=== Task instructions ===
With pictures omitted, output the records below exactly as they appear.

• • • • •

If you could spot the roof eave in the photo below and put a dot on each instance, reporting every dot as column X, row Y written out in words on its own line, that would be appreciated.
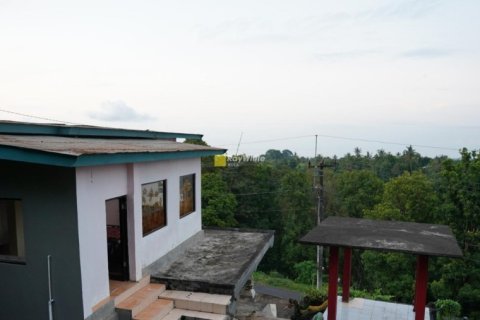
column 76, row 131
column 64, row 160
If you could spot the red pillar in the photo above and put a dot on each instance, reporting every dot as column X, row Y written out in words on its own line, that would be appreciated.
column 347, row 270
column 332, row 283
column 421, row 287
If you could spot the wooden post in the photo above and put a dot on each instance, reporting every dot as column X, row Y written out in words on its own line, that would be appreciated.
column 347, row 271
column 421, row 287
column 332, row 283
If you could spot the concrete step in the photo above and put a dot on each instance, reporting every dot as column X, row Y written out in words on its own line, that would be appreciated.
column 121, row 290
column 155, row 310
column 197, row 301
column 131, row 306
column 177, row 314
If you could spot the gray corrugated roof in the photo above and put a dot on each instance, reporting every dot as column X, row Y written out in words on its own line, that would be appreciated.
column 409, row 237
column 85, row 146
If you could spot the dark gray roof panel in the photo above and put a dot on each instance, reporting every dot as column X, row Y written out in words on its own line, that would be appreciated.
column 408, row 237
column 86, row 146
column 51, row 129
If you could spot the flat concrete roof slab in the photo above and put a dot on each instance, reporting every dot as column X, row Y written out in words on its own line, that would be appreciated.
column 364, row 309
column 221, row 262
column 408, row 237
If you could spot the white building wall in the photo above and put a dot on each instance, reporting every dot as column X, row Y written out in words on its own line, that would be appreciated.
column 156, row 244
column 97, row 184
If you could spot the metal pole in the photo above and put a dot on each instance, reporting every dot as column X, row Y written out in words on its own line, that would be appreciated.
column 347, row 270
column 421, row 284
column 319, row 220
column 50, row 299
column 332, row 283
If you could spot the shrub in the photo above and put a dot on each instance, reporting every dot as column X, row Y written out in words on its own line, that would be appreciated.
column 447, row 309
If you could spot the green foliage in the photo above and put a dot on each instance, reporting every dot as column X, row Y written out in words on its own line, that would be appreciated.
column 314, row 296
column 357, row 191
column 409, row 197
column 305, row 272
column 447, row 309
column 277, row 194
column 375, row 294
column 218, row 205
column 390, row 273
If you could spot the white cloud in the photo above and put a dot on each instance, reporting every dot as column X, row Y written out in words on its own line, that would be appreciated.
column 119, row 111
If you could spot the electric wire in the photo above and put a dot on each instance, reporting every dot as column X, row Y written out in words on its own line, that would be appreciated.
column 37, row 117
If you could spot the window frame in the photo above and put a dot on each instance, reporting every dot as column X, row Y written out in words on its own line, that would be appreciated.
column 194, row 195
column 10, row 258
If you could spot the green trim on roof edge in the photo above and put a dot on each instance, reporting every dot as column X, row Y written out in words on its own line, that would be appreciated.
column 79, row 131
column 55, row 159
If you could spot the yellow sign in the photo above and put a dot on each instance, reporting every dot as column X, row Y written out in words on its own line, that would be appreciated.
column 220, row 161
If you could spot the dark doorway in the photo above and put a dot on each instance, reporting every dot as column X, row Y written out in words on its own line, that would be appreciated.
column 117, row 240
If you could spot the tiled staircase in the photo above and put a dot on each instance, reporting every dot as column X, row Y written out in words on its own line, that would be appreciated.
column 151, row 301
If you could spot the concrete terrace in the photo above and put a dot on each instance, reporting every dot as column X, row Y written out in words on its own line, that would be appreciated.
column 221, row 262
column 363, row 309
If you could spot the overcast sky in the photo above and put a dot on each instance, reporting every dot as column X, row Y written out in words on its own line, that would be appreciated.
column 279, row 72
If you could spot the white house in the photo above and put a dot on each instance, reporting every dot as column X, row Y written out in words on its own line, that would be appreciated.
column 82, row 205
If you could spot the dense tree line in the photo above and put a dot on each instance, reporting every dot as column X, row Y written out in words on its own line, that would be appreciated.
column 278, row 194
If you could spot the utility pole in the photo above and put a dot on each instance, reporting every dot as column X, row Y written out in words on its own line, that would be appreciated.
column 318, row 187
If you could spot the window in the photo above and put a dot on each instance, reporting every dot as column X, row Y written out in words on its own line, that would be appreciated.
column 154, row 213
column 187, row 194
column 12, row 243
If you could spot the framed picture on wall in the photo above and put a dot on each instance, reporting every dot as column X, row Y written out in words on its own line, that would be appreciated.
column 154, row 212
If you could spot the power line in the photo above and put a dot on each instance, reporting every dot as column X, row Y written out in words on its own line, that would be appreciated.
column 36, row 117
column 346, row 138
column 269, row 140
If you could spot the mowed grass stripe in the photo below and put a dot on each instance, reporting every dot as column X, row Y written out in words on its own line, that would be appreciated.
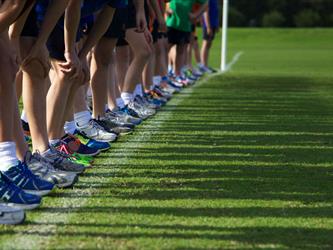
column 63, row 205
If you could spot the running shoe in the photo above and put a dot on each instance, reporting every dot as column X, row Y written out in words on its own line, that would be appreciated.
column 43, row 169
column 61, row 161
column 13, row 196
column 127, row 110
column 21, row 176
column 144, row 113
column 212, row 69
column 10, row 215
column 76, row 146
column 26, row 128
column 101, row 146
column 112, row 127
column 154, row 99
column 144, row 102
column 84, row 160
column 154, row 94
column 118, row 120
column 94, row 131
column 197, row 72
column 162, row 93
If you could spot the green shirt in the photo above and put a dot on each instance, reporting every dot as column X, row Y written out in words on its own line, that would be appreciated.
column 180, row 18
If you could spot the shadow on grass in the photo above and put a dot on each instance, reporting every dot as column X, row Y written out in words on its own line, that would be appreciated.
column 254, row 138
column 294, row 237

• • • • •

=== Written answer ===
If you could spot the roof eave in the photo below and put a dot on each instance, reporting every dot as column X, row Y written out in words on its own line, that would be appreciated.
column 76, row 131
column 64, row 160
If you could spot the red pillar in the photo above and put a dot on each instance, reporting every dot as column X, row Y written out in words on its own line, that would be appreciated.
column 347, row 270
column 332, row 283
column 421, row 287
If you could spot the wooden post in the photo above and put a dot on each instance, reporting every dot as column X, row Y written out in words on its own line, that would be appreciated.
column 347, row 271
column 421, row 287
column 332, row 283
If you could spot the concrete step in the photo above and put a dot on each instance, reporting every dot as column X, row Y written out in words on its own line, that would be appreciated.
column 121, row 290
column 155, row 310
column 197, row 301
column 131, row 306
column 177, row 314
If you could spot the gray corrugated roof in the photo above and put a dot on each instance, reporting every dot as column X, row Y written out in words on its own line, that would be appreciated.
column 409, row 237
column 85, row 146
If you could spot the dark gray roof panel in the photo above and put a dot on each instance, reporting every dot as column X, row Y written out in words on its own line, that would be appreciated.
column 408, row 237
column 86, row 146
column 51, row 129
If you could spot the flat concrete roof slab in the photo above and put a dot on each instance, reporting every dot as column X, row Y written out in words on its own line, that would be appreciated.
column 364, row 309
column 221, row 262
column 408, row 237
If you could spot the white building wall in the photo above and put a dot on each instance, reporting every dot as column X, row Y written out in words on its own line, that would be appreciated.
column 156, row 244
column 97, row 184
If you could spot the metal pole in the photo above and put a dot on each instance, reporting every dot as column X, row Y written out in words on its own line, that would be appreciated.
column 347, row 270
column 421, row 284
column 319, row 220
column 50, row 299
column 332, row 283
If you could spot the shrub in the photo above and put a dot on each instance, reporting every dot as column X, row Y written out in words on its own line, that would be appreciated.
column 447, row 309
If you could spot the green foliage in the photo above and put a dot on each instance, reporting every dot as column X, row Y written out in words on its own line, that would be appreciated.
column 314, row 296
column 357, row 191
column 409, row 197
column 305, row 272
column 447, row 309
column 277, row 194
column 375, row 294
column 218, row 205
column 390, row 273
If you could spot the white cloud in the photo above and put a dot on each instance, reporting every dot as column X, row Y written out in words on its own line, that would be appreciated.
column 119, row 111
If you could spot the electric wire in the photo above and put a dot on each instance, reporting every dot as column X, row Y written out in words on its own line, that would be appreciated.
column 37, row 117
If you could spot the window frame in the photo above and put a dot on each instance, reporting every dot as column X, row Y written out in words on its own line, that would be appreciated.
column 194, row 195
column 10, row 258
If you could spot the green trim on roof edge in the photo above and put a dot on each instance, reporting every dot as column X, row Y written out in words on its own line, that would be appreciated.
column 79, row 131
column 55, row 159
If you could spot the yellow sign in the photo above and put a dot on each instance, reporting every dot as column X, row Y written out in words on its own line, that would be appreciated.
column 220, row 161
If you could spot the dark doorway in the photo above and put a dot on each instance, reporting every dot as column X, row Y written out in words on its own line, that would be appreciated.
column 117, row 240
If you could spot the tiled staircase in the photo above and put a dot on each instance, reporting every dot as column X, row Y written out in words on its own line, that would be appreciated.
column 151, row 301
If you could spot the concrete terrace in the photo above and put a dot on each instance, reporting every dot as column X, row Y written out in words on its own line, that would be appreciated.
column 221, row 262
column 363, row 309
If you could spot the overcast sky in the photo above and put a dot on each instance, reporting every dot as column X, row Y written out in words on its own line, that would be appreciated.
column 279, row 72
If you could spot the white house in the photo above and put a dot on each instance, reporting every dot as column X, row Y written out in words on its own line, that would be appreciated.
column 82, row 205
If you could spot the dense tree line in the photo above and put a dot on each instance, reporting every dot as column X, row Y written out in words on its own line, that would be appreciated.
column 278, row 194
If you could spot the utility pole in the photo above and put a dot on each instance, reporting every dot as column X, row Y written out in words on its own line, that would be appreciated.
column 318, row 187
If you could spot the window in the photo above and put a dot on each instance, reporting every dot as column X, row Y written out in words on its own line, that would be appreciated.
column 154, row 213
column 187, row 194
column 12, row 243
If you could spot the framed picture on wall in the photo above and put a dot on each instance, reporting every dot as column X, row Y written out in words on its own line, that would be appreciated.
column 154, row 212
If you could spot the power line in the photo above and put a dot on each instance, reporting every dot as column X, row Y written out in words on its own line, that would be appreciated.
column 36, row 117
column 346, row 138
column 269, row 140
If you could spot the mowed grass stripe in the photo below and put a dot on each instance, reporting every dot as column X, row Y written out in words on its own line, that would be appreciated.
column 63, row 205
If you could spot the running shoe in the photo above and put a dot on each instance, reporting every dot as column X, row Y written out in words on its own line, that would be appreciated.
column 43, row 169
column 61, row 161
column 13, row 196
column 127, row 110
column 21, row 176
column 144, row 113
column 212, row 69
column 10, row 215
column 76, row 146
column 26, row 128
column 101, row 146
column 112, row 127
column 154, row 99
column 144, row 102
column 84, row 160
column 154, row 94
column 118, row 120
column 94, row 131
column 197, row 72
column 162, row 93
If you could spot the green shirt in the photo above and put a dot on each instance, reporting every dot as column X, row Y written out in words on its own line, that would be appreciated.
column 180, row 18
If you could spot the shadow on grass in the photo above and put a dot on each instance, reporting every dot as column X, row Y written out in words on its own line, that would be appreciated.
column 254, row 138
column 294, row 237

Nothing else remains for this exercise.